→ **ПРЕДОСТАВЛЕННЫЕ МАТЕРИАЛЫ**
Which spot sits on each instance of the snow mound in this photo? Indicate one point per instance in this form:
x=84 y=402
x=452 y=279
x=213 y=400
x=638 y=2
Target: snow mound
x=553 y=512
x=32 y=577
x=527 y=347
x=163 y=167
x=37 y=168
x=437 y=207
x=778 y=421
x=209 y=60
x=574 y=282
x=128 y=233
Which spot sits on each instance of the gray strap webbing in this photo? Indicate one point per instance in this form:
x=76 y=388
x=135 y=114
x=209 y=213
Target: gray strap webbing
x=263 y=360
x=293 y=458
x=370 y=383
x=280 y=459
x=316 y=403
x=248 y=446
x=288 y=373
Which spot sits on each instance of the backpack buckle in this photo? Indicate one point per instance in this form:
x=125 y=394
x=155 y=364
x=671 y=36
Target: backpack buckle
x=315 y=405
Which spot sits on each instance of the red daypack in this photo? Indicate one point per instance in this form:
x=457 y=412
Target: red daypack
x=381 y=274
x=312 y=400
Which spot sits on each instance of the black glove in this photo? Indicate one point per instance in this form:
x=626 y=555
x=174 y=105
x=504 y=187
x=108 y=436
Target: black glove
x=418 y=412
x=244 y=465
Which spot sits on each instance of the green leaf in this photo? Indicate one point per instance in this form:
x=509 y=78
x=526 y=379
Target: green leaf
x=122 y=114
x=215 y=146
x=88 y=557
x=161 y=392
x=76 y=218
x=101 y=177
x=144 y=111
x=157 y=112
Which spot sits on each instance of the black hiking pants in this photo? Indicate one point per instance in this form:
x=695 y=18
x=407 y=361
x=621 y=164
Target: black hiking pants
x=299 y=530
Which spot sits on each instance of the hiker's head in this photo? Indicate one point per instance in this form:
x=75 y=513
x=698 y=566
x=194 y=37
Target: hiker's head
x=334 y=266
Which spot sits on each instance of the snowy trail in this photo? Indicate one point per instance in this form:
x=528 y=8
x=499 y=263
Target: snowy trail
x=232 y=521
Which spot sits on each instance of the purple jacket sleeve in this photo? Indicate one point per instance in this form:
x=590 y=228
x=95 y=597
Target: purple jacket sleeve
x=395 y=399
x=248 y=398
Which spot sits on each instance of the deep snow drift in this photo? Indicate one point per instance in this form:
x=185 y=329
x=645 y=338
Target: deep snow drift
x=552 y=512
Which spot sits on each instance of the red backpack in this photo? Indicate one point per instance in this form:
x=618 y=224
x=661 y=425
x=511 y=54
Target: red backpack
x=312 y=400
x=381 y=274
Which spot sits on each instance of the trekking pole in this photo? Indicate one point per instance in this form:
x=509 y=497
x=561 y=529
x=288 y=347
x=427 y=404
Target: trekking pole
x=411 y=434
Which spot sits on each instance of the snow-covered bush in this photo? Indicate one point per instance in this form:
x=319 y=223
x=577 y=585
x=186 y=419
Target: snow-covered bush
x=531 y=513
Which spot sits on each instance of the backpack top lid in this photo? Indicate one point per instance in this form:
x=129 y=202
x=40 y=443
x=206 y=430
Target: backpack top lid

→ **ЗАДАНИЕ К ВЫПОЛНЕНИЮ**
Повторите все приведённые выше данные дословно, сохранив каждую строку без изменений.

→ **ОТВЕТ К УПРАЖНЕНИЮ**
Which spot sits on each instance of the snow mound in this photo? Indicate one point per instance in this form:
x=84 y=402
x=452 y=279
x=213 y=400
x=638 y=2
Target: snow mound
x=553 y=512
x=32 y=577
x=527 y=347
x=163 y=167
x=37 y=168
x=437 y=207
x=778 y=421
x=209 y=60
x=574 y=282
x=128 y=233
Which spot sits on each instance of the gray strap webbing in this photo? Indicate one point per instance in this form:
x=76 y=388
x=135 y=114
x=209 y=213
Target: gray strap webbing
x=263 y=360
x=293 y=458
x=370 y=383
x=280 y=459
x=316 y=403
x=248 y=446
x=288 y=373
Which spot sits on each instance of the backpack buckle in this photo? Indicate one point per instance in this form:
x=125 y=394
x=155 y=364
x=671 y=36
Target: backpack buckle
x=315 y=405
Which spot sits on each instance of the red daypack in this photo? Indicate one point per instance in this form:
x=457 y=412
Target: red daypack
x=381 y=274
x=312 y=400
Which spot sits on each instance of the black glove in this photo? Indicate one point per instance in this form:
x=626 y=555
x=174 y=105
x=504 y=187
x=108 y=436
Target: black glove
x=418 y=412
x=244 y=465
Which spot sits on each instance of the green leaf in this photo? Indicate one point per instance in this form:
x=509 y=78
x=526 y=379
Target: green leaf
x=122 y=114
x=215 y=146
x=88 y=557
x=161 y=392
x=76 y=218
x=101 y=177
x=144 y=111
x=157 y=112
Which spot sits on each instance of the black hiking pants in this photo? Indicate one point per instance in this form:
x=695 y=18
x=407 y=361
x=621 y=164
Target: black hiking pants
x=299 y=530
Which spot sits on each instance of the hiker's head in this photo? Indicate one point per instance in this form:
x=75 y=513
x=698 y=566
x=194 y=37
Target: hiker's head
x=334 y=266
Which spot sits on each instance of the snowy trail in this photo? Indicate one point per instance in this form:
x=528 y=8
x=499 y=263
Target: snowy trail
x=232 y=521
Which spot sits on each instance of the purple jacket sleeve in this photo? Indicate one point per instance in this form:
x=590 y=228
x=95 y=597
Target: purple jacket sleeve
x=395 y=399
x=248 y=398
Which spot sits on each instance of the deep snow drift in this photo? Indicate one point per instance in this form:
x=185 y=329
x=645 y=338
Target: deep snow drift
x=552 y=512
Which spot sits on each instance of the red backpack in this photo? Indicate one point per instance in this form:
x=618 y=224
x=661 y=425
x=511 y=54
Target: red backpack
x=312 y=400
x=381 y=274
Which spot sits on each instance of the trekking pole in this photo? Indicate one point per instance in this form:
x=509 y=497
x=561 y=529
x=288 y=347
x=427 y=404
Target: trekking pole
x=411 y=434
Which spot sits on each instance of the snow-covered bush in this photo? Indicate one point per instance in this form:
x=319 y=223
x=577 y=585
x=186 y=419
Target: snow-covered bush
x=531 y=513
Which spot sits on each instance of the backpack top lid in this photo? Indicate one point per instance in this form:
x=129 y=202
x=40 y=443
x=206 y=430
Target: backpack top lid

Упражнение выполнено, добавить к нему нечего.